* EXERCISE PROMPT: The entries need to be copied exactly.

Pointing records
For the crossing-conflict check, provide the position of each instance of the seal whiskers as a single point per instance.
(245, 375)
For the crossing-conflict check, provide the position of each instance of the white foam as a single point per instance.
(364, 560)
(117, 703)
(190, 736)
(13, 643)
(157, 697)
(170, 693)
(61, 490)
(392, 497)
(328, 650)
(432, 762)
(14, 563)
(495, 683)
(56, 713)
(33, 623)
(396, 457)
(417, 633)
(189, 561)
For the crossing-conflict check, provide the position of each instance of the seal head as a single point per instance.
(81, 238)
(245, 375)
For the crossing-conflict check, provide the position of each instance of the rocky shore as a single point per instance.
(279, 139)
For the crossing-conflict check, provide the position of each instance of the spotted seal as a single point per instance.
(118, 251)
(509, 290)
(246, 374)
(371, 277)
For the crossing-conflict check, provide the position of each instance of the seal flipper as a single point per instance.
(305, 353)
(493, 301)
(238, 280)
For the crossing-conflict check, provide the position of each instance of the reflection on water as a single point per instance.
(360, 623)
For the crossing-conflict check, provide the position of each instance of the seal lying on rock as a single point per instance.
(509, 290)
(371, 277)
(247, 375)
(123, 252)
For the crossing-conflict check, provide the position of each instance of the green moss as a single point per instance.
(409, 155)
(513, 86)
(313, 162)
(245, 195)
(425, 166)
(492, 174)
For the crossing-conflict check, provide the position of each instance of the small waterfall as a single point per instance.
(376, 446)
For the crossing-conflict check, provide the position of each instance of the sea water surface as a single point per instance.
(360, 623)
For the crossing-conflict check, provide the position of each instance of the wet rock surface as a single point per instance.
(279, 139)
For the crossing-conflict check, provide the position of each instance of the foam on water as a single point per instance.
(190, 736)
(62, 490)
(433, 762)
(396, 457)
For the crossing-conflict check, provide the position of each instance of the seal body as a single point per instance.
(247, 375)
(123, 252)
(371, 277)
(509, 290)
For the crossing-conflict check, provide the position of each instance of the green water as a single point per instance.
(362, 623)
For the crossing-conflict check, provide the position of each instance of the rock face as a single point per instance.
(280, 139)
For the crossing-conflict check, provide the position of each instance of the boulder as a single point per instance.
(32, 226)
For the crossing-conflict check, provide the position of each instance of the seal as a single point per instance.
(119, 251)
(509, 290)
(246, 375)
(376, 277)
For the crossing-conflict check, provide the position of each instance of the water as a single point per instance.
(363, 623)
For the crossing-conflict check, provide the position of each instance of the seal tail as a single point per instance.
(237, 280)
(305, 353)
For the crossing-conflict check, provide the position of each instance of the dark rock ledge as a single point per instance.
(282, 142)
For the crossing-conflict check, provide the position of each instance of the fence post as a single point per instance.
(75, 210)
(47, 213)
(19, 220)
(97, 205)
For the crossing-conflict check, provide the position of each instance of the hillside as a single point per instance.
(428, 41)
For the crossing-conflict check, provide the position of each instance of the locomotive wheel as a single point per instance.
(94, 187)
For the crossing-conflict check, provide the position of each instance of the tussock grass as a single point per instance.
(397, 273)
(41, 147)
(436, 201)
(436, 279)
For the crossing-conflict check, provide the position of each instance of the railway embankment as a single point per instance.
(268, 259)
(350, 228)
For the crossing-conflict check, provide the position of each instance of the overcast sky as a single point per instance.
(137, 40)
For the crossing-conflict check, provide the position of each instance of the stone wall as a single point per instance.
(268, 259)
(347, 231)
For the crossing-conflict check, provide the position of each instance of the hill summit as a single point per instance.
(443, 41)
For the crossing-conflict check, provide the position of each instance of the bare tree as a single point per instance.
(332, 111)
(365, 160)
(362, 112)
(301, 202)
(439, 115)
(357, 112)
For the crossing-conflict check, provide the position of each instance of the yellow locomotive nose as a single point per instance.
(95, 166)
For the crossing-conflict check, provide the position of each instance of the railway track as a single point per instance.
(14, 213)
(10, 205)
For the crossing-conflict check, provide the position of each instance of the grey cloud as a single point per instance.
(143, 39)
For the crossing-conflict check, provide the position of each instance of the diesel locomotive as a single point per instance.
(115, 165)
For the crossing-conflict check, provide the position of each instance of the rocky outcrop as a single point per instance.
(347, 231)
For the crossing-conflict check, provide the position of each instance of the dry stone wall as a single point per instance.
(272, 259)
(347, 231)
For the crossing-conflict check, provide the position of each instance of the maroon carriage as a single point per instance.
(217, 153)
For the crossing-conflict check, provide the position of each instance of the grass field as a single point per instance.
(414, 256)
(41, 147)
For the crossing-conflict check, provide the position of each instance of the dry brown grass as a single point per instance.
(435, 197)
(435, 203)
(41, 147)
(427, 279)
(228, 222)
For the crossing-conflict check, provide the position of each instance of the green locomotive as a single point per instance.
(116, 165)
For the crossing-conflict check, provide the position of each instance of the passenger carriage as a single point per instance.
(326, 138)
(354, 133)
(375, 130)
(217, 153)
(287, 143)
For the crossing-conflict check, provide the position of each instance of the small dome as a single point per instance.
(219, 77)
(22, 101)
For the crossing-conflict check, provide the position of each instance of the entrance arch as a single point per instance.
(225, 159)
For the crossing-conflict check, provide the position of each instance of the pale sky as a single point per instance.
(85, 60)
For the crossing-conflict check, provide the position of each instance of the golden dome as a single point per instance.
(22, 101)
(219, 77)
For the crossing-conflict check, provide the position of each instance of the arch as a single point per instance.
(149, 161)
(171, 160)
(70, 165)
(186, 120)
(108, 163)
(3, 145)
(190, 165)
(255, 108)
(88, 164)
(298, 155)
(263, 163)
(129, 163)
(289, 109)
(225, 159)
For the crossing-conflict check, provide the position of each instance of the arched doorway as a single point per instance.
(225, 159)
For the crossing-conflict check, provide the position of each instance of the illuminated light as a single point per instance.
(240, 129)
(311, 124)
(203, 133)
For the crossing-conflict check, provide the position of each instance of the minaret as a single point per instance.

* THE RESULT:
For the crossing-conflict check, provide the position of each instance of the seal whiskers as a single point per instance.
(245, 375)
For the crossing-conflict check, provide the position of each instance of the white foam as a single point per instance.
(364, 560)
(117, 703)
(190, 736)
(13, 643)
(157, 697)
(170, 693)
(61, 490)
(392, 497)
(328, 650)
(432, 762)
(14, 563)
(495, 683)
(56, 713)
(33, 623)
(396, 457)
(417, 633)
(189, 561)
For the crossing-conflict check, provide the position of each instance of the seal head as a single point per instance.
(81, 238)
(245, 375)
For the crossing-conflict check, provide the position of each instance of the rocky shore as a single point per instance.
(279, 139)
For the crossing-conflict check, provide the position of each instance of the spotted seal as a single point per instance.
(118, 251)
(509, 290)
(246, 374)
(371, 277)
For the crossing-conflict check, provide the position of each instance of the seal flipper as a single point per instance.
(305, 353)
(493, 301)
(238, 280)
For the crossing-conflict check, provide the position of each instance of the reflection on water as a single point per instance.
(360, 623)
For the crossing-conflict check, provide the position of each instance of the seal lying on rock as a single point per instance.
(509, 290)
(371, 277)
(247, 375)
(123, 252)
For the crossing-conflict check, provide the position of each instance of the green moss as a single point per instance.
(409, 155)
(513, 86)
(313, 162)
(245, 195)
(425, 166)
(492, 174)
For the crossing-conflict check, provide the position of each instance of the small waterfall as a single point per instance.
(376, 446)
For the crossing-conflict check, provide the position of each instance of the sea water surface as a single point per instance.
(360, 623)
For the crossing-conflict check, provide the position of each instance of the wet rock surface as a single point per instance.
(279, 139)
For the crossing-conflict check, provide the position of each instance of the foam on water as a single point per instance.
(190, 736)
(62, 490)
(433, 762)
(396, 457)
For the crossing-conflict check, provide the position of each instance of the seal body as a single point per instance.
(247, 375)
(123, 252)
(371, 277)
(509, 290)
For the crossing-conflict check, provide the position of each instance of the green water as a single point per instance.
(362, 623)
For the crossing-conflict check, provide the position of each instance of the rock face as a single point per instance.
(280, 139)
For the crossing-conflict check, provide the position of each instance of the boulder as a single point per instance.
(32, 226)
For the crossing-conflict check, provide the position of each instance of the seal as a single point per instance.
(119, 251)
(509, 290)
(246, 375)
(376, 277)
For the crossing-conflict check, provide the position of each instance of the water as a single point per instance.
(363, 623)
For the crossing-conflict check, provide the position of each instance of the seal tail as a single point per instance.
(237, 280)
(305, 353)
For the crossing-conflict check, provide the position of each instance of the dark rock ledge as a single point per instance.
(282, 142)
For the crossing-conflict check, provide the position of each instance of the fence post as a single point per instance.
(75, 210)
(47, 213)
(19, 220)
(97, 205)
For the crossing-conflict check, provide the position of each instance of the hillside as a single point per instance.
(428, 41)
For the crossing-conflict check, provide the position of each instance of the locomotive wheel as a single point per instance.
(94, 187)
For the crossing-conflict check, provide the position of each instance of the tussock grass as a single point per instance.
(397, 273)
(41, 147)
(436, 201)
(436, 279)
For the crossing-conflict check, provide the position of each instance of the railway embankment as a single point per instance.
(268, 259)
(350, 228)
For the crossing-conflict check, provide the position of each instance of the overcast sky as a single point per instance.
(137, 40)
For the crossing-conflict check, provide the position of each instance of the stone wall as a single point per instance.
(268, 259)
(347, 231)
For the crossing-conflict check, provide the position of each instance of the hill summit as a single point per instance.
(443, 41)
For the crossing-conflict check, provide the position of each instance of the bare tree as a single point per instance.
(332, 111)
(365, 160)
(362, 112)
(301, 202)
(439, 115)
(357, 112)
For the crossing-conflict check, provide the position of each instance of the yellow locomotive nose as a single point per instance.
(95, 166)
For the crossing-conflict check, provide the position of each instance of the railway track as a single point per instance.
(14, 213)
(10, 205)
For the crossing-conflict check, provide the position of each instance of the grey cloud as a single point per instance.
(143, 39)
For the crossing-conflict check, provide the position of each instance of the diesel locomotive as a single point per instance.
(115, 165)
For the crossing-conflict check, provide the position of each instance of the rocky outcrop as a single point per instance.
(347, 231)
For the crossing-conflict check, provide the position of each instance of the dry stone wall as a single point per instance.
(272, 259)
(347, 231)
For the crossing-conflict check, provide the position of each instance of the maroon carriage as a single point per instance.
(217, 153)
For the crossing-conflict check, provide the position of each instance of the grass field as a single point per instance.
(414, 256)
(41, 147)
For the crossing-conflict check, provide the position of each instance of the dry brown grass as a single point per instance.
(435, 197)
(435, 203)
(41, 147)
(427, 279)
(228, 222)
For the crossing-conflict check, provide the position of each instance of the green locomotive as a single point per instance.
(116, 165)
For the crossing-conflict check, provide the position of each instance of the passenger carriage as a single point per instance.
(326, 138)
(354, 133)
(375, 130)
(217, 153)
(287, 143)
For the crossing-conflict check, provide the position of each instance of the small dome as a single point per instance.
(219, 77)
(22, 101)
For the crossing-conflict check, provide the position of each instance of the entrance arch as a single point per instance.
(225, 159)
For the crossing-conflict check, provide the position of each instance of the pale sky as a single point per instance.
(85, 60)
For the crossing-conflict check, provide the position of each instance of the golden dome as a single point per instance.
(22, 101)
(219, 77)
For the crossing-conflict check, provide the position of each instance of the arch as a single point per instance.
(149, 161)
(171, 160)
(70, 165)
(186, 120)
(108, 163)
(3, 145)
(190, 165)
(255, 108)
(88, 164)
(298, 155)
(263, 163)
(129, 163)
(289, 109)
(225, 159)
For the crossing-conflict check, provide the position of each instance of the arched doorway as a single point per instance.
(225, 159)
For the crossing-conflict check, provide the position of each instance of the illuminated light as a single point per instance.
(240, 129)
(311, 124)
(203, 133)
For the crossing-conflict check, provide the position of each instance of the minaret as a single point per instance.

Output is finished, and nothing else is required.